- _TASK DESCRIPTION_
All of the records should be given back exactly and in full.

DATA PROVIDED section start

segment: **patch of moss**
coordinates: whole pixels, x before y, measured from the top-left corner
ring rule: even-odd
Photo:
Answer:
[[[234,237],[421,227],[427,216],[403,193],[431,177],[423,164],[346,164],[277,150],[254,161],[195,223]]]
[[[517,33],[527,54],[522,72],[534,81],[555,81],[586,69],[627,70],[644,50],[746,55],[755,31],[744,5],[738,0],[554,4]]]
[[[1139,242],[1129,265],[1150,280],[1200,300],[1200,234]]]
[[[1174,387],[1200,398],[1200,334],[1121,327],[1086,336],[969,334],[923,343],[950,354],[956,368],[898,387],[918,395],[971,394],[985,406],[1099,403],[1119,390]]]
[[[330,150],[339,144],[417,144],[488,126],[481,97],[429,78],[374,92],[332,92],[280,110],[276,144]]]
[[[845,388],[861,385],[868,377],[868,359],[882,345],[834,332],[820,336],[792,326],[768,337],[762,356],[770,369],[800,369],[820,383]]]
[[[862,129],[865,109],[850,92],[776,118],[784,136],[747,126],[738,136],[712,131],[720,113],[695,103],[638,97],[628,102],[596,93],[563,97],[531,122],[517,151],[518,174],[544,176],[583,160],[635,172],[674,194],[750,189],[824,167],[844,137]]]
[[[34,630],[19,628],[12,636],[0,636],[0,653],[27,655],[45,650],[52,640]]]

DATA PROVIDED section end

- _EXERCISE OUTPUT_
segment: **patch of moss**
coordinates: whole pixels, x before y, measured from the top-left corner
ring rule: even-odd
Photo:
Answer:
[[[234,237],[421,227],[427,216],[403,193],[431,177],[423,164],[346,164],[277,150],[254,161],[195,223]]]
[[[517,33],[527,54],[522,72],[534,81],[555,81],[586,69],[627,70],[644,50],[746,55],[755,31],[744,5],[738,0],[554,4]]]
[[[1139,242],[1129,265],[1150,280],[1200,300],[1200,234]]]
[[[1174,387],[1200,398],[1200,334],[1121,327],[1086,336],[969,334],[923,343],[950,354],[956,368],[898,387],[918,395],[971,394],[985,406],[1099,403],[1119,390]]]
[[[330,150],[339,144],[417,144],[488,126],[481,97],[429,78],[374,92],[332,92],[280,110],[276,144]]]
[[[845,388],[861,385],[868,377],[868,359],[882,345],[834,332],[820,336],[792,326],[768,337],[762,356],[770,369],[800,369],[820,383]]]
[[[862,129],[865,109],[850,92],[776,118],[784,136],[747,126],[738,136],[712,131],[720,113],[695,103],[638,97],[628,102],[596,93],[563,97],[531,122],[517,151],[518,174],[544,176],[583,160],[635,172],[674,194],[750,189],[824,167],[844,137]]]
[[[34,630],[19,628],[12,636],[0,636],[0,653],[27,655],[45,650],[52,640]]]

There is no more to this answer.